[[ Input data open ]]

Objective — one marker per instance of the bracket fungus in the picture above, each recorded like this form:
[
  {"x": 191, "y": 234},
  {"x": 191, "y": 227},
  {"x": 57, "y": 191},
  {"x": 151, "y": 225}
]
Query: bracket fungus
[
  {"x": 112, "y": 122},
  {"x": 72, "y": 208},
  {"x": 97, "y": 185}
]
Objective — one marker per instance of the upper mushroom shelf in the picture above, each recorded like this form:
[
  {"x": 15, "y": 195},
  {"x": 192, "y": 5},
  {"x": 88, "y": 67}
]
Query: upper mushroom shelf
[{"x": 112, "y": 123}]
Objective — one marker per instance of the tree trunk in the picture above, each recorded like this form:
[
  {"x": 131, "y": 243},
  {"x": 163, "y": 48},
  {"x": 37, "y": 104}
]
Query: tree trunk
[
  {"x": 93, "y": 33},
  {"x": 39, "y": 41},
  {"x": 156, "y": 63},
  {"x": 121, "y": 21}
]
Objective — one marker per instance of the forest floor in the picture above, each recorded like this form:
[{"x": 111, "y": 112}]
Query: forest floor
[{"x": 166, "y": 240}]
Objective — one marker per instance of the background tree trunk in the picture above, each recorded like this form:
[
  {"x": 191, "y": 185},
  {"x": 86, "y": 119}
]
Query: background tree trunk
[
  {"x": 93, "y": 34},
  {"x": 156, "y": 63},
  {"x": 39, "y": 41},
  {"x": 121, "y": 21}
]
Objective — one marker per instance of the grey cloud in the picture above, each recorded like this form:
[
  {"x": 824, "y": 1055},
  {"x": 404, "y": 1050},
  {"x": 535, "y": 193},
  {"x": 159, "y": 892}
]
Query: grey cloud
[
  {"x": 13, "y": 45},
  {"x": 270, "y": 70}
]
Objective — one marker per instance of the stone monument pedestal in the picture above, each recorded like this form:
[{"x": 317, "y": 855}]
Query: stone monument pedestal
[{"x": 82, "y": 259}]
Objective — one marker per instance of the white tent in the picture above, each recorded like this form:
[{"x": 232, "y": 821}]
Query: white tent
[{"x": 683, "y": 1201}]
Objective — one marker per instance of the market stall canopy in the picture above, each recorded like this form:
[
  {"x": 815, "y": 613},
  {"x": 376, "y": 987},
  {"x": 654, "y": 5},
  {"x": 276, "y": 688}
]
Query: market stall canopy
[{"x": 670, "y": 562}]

[[ Input data closed ]]

Exercise:
Write out every record shown above, word for word.

Exercise output:
Objective — one marker per instance of the bracket fungus in the picture above, each recorded like this form:
[
  {"x": 191, "y": 234},
  {"x": 191, "y": 227},
  {"x": 57, "y": 191},
  {"x": 151, "y": 225}
]
Query: bracket fungus
[
  {"x": 112, "y": 122},
  {"x": 72, "y": 208},
  {"x": 97, "y": 185}
]
Objective — one marker per instance of the upper mushroom shelf in the picture above, each recorded like this form:
[
  {"x": 15, "y": 195},
  {"x": 192, "y": 5},
  {"x": 88, "y": 67}
]
Query: upper mushroom shelf
[{"x": 112, "y": 123}]
Objective — one marker per instance of the tree trunk in the picture above, each recorded like this form:
[
  {"x": 131, "y": 243},
  {"x": 163, "y": 48},
  {"x": 37, "y": 104}
]
Query: tree trunk
[
  {"x": 93, "y": 33},
  {"x": 39, "y": 41},
  {"x": 156, "y": 63},
  {"x": 121, "y": 21}
]
Objective — one marker per instance of the forest floor in the picture above, each recorded like this form:
[{"x": 111, "y": 112}]
Query: forest floor
[{"x": 166, "y": 240}]
Objective — one marker per instance of the background tree trunk in the picture above, each recorded like this form:
[
  {"x": 191, "y": 185},
  {"x": 86, "y": 119}
]
Query: background tree trunk
[
  {"x": 93, "y": 34},
  {"x": 156, "y": 63},
  {"x": 39, "y": 41},
  {"x": 121, "y": 21}
]
Objective — one marker per instance of the grey cloud in the picture above, each recorded like this form:
[
  {"x": 824, "y": 1055},
  {"x": 404, "y": 1050},
  {"x": 535, "y": 193},
  {"x": 159, "y": 892}
]
Query: grey cloud
[
  {"x": 13, "y": 45},
  {"x": 270, "y": 70}
]
Objective — one marker per instance of the stone monument pedestal in the picture above, each recorded like this form:
[{"x": 317, "y": 855}]
Query: stone monument pedestal
[{"x": 82, "y": 259}]
Objective — one marker per instance of the white tent in the picture above, each recorded like this form:
[{"x": 232, "y": 821}]
Query: white tent
[{"x": 683, "y": 1201}]
Objective — one marker per instance of the market stall canopy in the picture above, each recorded like this form:
[
  {"x": 815, "y": 613},
  {"x": 376, "y": 987},
  {"x": 654, "y": 5},
  {"x": 276, "y": 688}
]
Query: market stall canopy
[{"x": 670, "y": 562}]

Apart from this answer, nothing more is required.